THE PROBLEM
Search the entries for the word "dress" and report each line that has it.

━━━━━ RECORDS PROVIDED ━━━━━

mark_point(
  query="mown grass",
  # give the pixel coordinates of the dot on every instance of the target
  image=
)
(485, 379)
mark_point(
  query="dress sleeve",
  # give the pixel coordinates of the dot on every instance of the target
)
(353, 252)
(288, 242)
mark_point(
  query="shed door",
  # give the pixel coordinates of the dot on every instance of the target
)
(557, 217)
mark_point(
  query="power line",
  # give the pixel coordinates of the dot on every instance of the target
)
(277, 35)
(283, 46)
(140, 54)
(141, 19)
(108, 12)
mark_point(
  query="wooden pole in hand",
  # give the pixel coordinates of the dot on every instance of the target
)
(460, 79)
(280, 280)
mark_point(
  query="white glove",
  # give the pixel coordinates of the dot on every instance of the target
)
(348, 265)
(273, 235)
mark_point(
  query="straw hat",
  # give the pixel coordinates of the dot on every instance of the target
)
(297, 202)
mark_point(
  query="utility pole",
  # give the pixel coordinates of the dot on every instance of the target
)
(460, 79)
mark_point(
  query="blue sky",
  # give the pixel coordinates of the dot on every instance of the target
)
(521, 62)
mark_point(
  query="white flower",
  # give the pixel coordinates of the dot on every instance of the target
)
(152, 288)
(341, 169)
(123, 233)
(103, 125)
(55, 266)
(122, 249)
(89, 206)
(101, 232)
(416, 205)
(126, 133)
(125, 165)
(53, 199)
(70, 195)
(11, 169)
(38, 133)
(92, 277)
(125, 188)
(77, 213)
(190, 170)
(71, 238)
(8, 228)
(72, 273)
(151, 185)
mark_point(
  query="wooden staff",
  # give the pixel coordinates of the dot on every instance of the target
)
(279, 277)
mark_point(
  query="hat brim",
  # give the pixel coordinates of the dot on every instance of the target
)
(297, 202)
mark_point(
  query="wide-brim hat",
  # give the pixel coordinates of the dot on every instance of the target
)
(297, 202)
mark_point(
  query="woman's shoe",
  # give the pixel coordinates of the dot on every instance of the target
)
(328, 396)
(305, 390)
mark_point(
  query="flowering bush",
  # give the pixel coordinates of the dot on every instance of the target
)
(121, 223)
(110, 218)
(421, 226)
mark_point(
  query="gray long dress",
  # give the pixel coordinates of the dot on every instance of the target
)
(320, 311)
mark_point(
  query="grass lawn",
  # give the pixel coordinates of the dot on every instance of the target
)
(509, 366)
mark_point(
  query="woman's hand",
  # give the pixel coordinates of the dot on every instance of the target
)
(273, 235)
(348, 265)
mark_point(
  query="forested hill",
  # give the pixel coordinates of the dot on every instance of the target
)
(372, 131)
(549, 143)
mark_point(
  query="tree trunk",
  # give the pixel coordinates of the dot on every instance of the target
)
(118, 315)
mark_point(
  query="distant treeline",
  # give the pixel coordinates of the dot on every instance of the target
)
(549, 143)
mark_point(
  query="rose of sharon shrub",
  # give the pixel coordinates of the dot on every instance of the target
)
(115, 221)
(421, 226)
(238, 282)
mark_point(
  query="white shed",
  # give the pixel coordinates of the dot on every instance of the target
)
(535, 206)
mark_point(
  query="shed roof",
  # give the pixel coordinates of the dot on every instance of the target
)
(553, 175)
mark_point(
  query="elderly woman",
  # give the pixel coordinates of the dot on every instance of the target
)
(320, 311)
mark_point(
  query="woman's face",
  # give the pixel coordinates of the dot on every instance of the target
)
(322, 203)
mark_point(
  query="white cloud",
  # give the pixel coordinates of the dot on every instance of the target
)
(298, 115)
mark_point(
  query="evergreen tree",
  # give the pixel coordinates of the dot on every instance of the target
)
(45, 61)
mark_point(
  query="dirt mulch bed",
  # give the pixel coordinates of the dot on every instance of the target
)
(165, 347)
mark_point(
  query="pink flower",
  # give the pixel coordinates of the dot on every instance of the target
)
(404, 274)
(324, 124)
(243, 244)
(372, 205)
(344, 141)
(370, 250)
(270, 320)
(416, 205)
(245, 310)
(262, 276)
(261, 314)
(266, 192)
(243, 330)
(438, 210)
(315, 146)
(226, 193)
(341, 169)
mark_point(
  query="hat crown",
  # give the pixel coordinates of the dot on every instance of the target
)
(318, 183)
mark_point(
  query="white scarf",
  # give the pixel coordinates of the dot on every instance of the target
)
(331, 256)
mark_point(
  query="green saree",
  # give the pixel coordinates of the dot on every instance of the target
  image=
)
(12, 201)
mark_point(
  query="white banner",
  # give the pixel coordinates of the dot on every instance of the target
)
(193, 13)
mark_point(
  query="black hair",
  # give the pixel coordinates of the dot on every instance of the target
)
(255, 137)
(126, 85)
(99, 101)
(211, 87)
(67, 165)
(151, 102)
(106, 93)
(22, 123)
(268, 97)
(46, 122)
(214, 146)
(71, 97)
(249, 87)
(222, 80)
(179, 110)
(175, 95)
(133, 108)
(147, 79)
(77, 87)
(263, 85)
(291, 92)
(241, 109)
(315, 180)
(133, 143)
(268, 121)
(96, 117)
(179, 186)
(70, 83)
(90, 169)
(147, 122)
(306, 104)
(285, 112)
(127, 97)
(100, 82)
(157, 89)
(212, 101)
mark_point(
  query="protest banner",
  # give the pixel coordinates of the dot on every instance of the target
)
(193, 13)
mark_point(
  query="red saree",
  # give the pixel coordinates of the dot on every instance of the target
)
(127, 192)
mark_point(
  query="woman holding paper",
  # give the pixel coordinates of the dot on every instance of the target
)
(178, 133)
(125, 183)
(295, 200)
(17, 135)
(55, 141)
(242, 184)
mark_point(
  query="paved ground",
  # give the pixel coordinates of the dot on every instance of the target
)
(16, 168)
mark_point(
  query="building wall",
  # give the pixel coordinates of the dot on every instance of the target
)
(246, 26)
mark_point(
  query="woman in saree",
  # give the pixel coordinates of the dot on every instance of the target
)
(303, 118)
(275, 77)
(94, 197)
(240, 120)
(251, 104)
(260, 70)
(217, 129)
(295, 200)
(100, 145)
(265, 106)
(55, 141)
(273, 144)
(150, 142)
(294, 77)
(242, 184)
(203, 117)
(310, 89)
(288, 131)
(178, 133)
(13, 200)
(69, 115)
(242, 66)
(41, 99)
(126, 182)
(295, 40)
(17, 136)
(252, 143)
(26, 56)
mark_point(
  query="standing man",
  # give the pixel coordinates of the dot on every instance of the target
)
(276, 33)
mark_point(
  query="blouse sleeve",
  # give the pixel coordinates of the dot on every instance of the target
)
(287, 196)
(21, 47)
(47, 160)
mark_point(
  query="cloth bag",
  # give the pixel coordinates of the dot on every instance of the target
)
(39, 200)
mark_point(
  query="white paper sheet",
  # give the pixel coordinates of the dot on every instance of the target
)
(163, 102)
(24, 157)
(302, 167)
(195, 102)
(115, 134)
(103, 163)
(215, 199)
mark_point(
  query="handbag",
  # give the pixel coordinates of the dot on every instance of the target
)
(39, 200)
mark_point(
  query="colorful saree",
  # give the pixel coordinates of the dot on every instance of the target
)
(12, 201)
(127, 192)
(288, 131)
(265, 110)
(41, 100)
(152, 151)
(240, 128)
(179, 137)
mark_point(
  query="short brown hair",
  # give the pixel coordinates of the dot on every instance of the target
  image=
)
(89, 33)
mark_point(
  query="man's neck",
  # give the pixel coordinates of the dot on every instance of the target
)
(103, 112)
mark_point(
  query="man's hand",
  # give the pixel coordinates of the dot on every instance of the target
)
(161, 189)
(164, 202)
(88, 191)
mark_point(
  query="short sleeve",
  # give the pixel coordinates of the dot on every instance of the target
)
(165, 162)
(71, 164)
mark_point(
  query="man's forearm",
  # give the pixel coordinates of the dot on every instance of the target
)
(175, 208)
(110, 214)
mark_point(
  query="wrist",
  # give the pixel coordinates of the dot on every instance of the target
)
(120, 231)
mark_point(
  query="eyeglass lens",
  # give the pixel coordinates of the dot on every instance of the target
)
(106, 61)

━━━━━

SOLUTION FOR THIS EXERCISE
  query="dress sleeve",
  query="gray long dress",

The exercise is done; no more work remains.